| Task goal |
Can you copy everything from the start of the records down to the line containing "(1081, 543)" (both ends included), keeping the requests, but with every point coordinate multiplied by 0.65 and rounded to a whole number, halves rounding up? Leave any numbers in the requests unchanged, and return only those lines.

________________________

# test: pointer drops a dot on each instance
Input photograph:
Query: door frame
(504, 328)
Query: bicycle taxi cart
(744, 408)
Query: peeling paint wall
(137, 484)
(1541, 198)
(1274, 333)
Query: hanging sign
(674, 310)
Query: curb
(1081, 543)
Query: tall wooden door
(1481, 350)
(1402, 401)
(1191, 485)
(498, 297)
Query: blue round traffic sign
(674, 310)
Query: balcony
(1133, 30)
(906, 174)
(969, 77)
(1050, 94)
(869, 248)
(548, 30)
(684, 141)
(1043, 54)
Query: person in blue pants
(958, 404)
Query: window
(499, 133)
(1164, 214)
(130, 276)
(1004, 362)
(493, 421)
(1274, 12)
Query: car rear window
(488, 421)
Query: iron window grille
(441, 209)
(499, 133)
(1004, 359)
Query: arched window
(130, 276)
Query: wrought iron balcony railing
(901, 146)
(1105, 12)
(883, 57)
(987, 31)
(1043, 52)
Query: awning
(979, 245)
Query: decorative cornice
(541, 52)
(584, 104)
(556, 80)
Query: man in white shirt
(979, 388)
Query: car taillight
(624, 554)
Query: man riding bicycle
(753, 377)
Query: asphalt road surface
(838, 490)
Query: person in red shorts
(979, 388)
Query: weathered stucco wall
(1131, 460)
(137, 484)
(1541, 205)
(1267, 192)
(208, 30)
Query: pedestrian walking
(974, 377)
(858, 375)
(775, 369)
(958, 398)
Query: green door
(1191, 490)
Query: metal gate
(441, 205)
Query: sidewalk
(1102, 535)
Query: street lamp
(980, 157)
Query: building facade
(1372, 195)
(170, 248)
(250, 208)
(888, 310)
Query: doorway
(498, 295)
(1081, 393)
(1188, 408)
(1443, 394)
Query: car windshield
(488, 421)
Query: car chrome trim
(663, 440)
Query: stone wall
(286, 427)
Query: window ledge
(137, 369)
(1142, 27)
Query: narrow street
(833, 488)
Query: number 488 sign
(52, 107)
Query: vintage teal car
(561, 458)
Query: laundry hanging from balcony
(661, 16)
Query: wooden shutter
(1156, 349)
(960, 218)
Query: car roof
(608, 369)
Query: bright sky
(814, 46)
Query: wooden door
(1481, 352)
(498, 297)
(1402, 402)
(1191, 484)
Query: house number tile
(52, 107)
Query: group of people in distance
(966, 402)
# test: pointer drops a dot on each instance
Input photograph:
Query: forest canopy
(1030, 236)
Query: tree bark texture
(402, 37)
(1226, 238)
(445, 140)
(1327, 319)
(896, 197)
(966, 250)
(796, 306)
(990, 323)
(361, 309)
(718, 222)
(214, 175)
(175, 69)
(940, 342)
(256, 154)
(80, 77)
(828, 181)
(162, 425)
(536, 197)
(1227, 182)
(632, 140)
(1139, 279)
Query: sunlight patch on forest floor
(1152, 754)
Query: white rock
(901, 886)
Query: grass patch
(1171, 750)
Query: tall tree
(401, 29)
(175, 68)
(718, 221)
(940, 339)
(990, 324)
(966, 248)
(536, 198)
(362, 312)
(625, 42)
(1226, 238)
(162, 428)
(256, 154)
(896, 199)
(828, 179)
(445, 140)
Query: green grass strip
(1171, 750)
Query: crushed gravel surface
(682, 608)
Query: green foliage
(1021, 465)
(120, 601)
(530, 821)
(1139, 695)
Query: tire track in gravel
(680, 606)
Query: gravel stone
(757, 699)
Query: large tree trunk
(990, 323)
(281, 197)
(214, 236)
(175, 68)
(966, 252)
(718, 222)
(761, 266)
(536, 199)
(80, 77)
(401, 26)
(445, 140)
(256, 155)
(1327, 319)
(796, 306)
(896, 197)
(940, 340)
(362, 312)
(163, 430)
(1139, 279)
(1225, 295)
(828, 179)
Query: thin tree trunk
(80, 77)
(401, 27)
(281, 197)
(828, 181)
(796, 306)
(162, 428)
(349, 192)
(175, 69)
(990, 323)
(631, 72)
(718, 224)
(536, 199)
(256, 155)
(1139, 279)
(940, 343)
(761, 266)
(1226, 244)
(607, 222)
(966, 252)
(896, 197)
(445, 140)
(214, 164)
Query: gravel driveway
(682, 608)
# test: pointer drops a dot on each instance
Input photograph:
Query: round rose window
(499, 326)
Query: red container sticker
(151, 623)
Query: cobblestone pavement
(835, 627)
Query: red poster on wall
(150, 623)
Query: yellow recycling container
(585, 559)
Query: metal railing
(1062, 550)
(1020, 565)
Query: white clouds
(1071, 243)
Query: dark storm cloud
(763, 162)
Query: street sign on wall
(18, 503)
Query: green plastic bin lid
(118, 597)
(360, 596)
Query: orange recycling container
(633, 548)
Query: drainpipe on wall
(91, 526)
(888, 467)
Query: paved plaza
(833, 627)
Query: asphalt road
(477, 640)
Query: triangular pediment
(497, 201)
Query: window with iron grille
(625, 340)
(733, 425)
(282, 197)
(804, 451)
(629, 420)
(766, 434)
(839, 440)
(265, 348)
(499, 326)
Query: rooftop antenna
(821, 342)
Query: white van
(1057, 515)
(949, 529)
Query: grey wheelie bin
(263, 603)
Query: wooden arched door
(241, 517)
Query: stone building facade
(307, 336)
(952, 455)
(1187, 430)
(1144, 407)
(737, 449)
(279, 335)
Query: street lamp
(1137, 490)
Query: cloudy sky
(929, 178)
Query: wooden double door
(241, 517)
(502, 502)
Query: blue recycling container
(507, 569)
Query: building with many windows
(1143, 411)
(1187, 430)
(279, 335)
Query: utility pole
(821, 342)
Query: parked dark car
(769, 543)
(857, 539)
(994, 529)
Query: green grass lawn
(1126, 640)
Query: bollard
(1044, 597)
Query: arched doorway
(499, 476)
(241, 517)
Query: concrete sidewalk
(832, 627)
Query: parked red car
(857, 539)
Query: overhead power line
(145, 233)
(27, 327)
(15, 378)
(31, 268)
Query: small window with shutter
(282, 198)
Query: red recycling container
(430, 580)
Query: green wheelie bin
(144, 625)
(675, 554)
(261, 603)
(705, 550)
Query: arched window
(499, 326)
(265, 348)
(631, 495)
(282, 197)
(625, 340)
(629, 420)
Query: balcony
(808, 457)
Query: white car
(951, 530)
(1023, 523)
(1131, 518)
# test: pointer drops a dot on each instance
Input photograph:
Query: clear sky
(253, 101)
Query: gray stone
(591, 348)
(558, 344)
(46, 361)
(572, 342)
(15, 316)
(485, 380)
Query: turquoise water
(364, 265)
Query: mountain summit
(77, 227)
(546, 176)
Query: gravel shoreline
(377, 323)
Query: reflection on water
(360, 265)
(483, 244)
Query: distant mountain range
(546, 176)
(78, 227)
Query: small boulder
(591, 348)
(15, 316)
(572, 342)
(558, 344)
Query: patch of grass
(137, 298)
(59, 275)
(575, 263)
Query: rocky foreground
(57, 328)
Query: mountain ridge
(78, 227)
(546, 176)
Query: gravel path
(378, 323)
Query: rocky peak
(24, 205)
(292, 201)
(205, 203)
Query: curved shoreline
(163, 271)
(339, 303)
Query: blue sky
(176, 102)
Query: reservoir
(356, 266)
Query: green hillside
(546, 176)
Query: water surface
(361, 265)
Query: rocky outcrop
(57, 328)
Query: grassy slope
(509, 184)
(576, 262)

________________________

| Answer in full |
# test: pointer drops a dot on each instance
Input photograph:
Query: door frame
(328, 213)
Query: bicycle taxi cart
(484, 265)
Query: peeling paint wall
(89, 315)
(1002, 129)
(828, 216)
Query: hanging sign
(438, 202)
Query: curb
(703, 353)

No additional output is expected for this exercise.